Which lines in the material below contain the string "cloud", with case counting? List each such line in full.

────

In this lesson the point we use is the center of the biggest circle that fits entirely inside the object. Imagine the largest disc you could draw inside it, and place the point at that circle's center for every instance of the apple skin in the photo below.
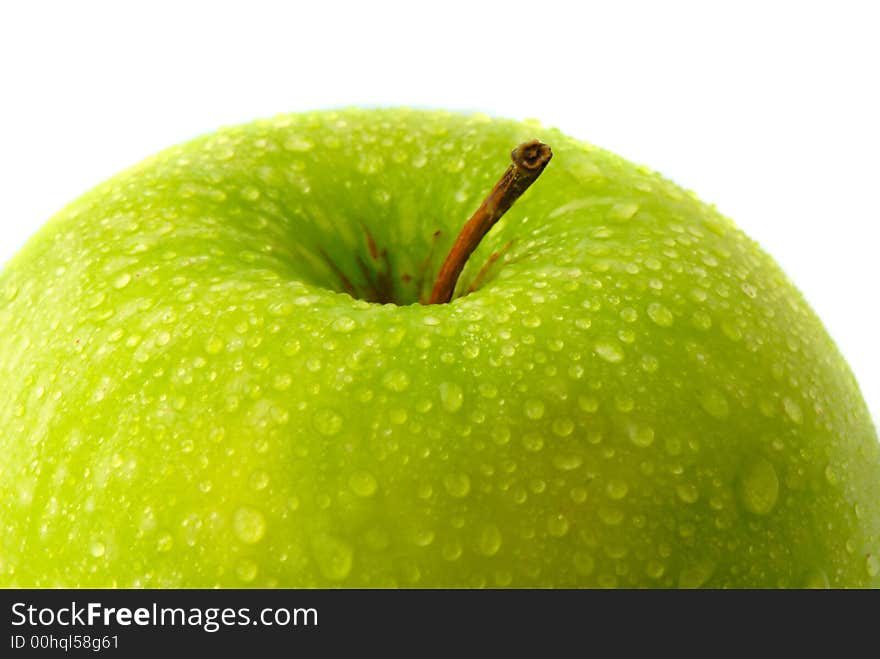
(636, 396)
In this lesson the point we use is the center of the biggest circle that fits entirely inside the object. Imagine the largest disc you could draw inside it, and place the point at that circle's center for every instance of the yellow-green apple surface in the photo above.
(215, 371)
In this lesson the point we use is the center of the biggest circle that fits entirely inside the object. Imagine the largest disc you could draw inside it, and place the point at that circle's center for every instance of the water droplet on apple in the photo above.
(793, 410)
(563, 427)
(327, 422)
(687, 492)
(259, 480)
(660, 314)
(588, 403)
(164, 543)
(282, 382)
(610, 351)
(567, 461)
(363, 484)
(250, 193)
(422, 537)
(758, 486)
(557, 525)
(280, 309)
(701, 320)
(534, 409)
(611, 516)
(451, 551)
(714, 402)
(623, 211)
(831, 475)
(457, 485)
(489, 540)
(451, 396)
(249, 525)
(214, 345)
(629, 315)
(246, 570)
(10, 292)
(298, 143)
(533, 442)
(395, 381)
(344, 324)
(617, 489)
(641, 435)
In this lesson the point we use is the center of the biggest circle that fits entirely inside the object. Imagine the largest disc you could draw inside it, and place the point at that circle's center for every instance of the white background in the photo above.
(769, 110)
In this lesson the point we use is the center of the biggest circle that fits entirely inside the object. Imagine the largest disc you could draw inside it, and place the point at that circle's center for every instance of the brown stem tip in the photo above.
(529, 160)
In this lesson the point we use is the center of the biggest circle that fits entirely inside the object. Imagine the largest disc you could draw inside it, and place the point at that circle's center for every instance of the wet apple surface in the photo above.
(217, 372)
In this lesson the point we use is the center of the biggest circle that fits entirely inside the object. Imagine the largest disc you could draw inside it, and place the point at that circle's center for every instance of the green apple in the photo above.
(216, 372)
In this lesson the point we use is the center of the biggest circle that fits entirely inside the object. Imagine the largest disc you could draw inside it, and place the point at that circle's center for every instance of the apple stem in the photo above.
(529, 160)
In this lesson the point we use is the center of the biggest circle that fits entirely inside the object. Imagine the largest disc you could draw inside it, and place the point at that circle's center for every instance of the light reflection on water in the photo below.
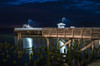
(38, 42)
(64, 47)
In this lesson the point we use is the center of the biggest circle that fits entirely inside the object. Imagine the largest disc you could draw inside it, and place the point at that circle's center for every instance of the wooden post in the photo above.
(70, 44)
(81, 33)
(19, 37)
(48, 43)
(93, 46)
(73, 32)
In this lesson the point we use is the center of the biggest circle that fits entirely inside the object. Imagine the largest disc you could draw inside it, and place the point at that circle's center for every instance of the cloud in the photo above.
(18, 2)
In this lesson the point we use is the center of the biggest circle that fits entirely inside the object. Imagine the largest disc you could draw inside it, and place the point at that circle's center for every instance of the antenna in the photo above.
(29, 21)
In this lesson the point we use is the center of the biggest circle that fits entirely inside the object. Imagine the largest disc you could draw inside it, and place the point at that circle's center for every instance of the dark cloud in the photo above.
(50, 12)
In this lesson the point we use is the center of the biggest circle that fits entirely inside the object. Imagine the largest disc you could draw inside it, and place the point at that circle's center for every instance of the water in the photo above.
(29, 42)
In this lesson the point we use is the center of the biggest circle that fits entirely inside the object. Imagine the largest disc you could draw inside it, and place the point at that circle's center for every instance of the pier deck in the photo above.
(81, 33)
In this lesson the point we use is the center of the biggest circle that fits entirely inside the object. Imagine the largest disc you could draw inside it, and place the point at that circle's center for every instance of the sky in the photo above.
(47, 13)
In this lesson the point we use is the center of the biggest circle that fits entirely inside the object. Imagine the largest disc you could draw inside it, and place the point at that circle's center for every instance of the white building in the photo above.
(61, 25)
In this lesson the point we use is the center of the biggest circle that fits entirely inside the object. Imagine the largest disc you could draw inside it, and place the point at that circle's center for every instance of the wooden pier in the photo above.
(80, 33)
(68, 33)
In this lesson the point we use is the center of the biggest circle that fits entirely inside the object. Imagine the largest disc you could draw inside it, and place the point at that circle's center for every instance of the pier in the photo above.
(67, 33)
(78, 33)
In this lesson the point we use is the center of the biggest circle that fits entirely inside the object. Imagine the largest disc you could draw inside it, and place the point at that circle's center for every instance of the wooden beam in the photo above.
(87, 46)
(65, 44)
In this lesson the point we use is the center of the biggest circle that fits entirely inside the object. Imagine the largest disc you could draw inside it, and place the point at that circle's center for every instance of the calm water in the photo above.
(28, 42)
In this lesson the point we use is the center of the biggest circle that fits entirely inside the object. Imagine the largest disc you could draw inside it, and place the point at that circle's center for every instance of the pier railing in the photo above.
(91, 33)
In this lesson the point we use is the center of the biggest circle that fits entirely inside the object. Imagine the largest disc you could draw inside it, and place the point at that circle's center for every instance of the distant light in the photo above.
(29, 42)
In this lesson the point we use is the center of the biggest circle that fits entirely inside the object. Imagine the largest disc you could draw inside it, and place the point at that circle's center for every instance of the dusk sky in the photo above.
(47, 13)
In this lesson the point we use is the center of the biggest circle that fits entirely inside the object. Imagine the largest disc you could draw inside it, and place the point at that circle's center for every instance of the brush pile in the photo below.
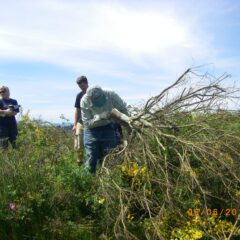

────

▶ [Output below]:
In this lesson the point we use is the center of the biggest circle that fits entirely inside the object. Imagine the largest disc you could draw inside it, and place the point at that circle's center for every instance of the cloud in the photo above.
In this lesson the point we use is the center of the biggest circle that fits entirely inside the object. Imagine the largest disc you could draw inside it, and place the point at that circle's center for every instance of the dark cloud in the photo above.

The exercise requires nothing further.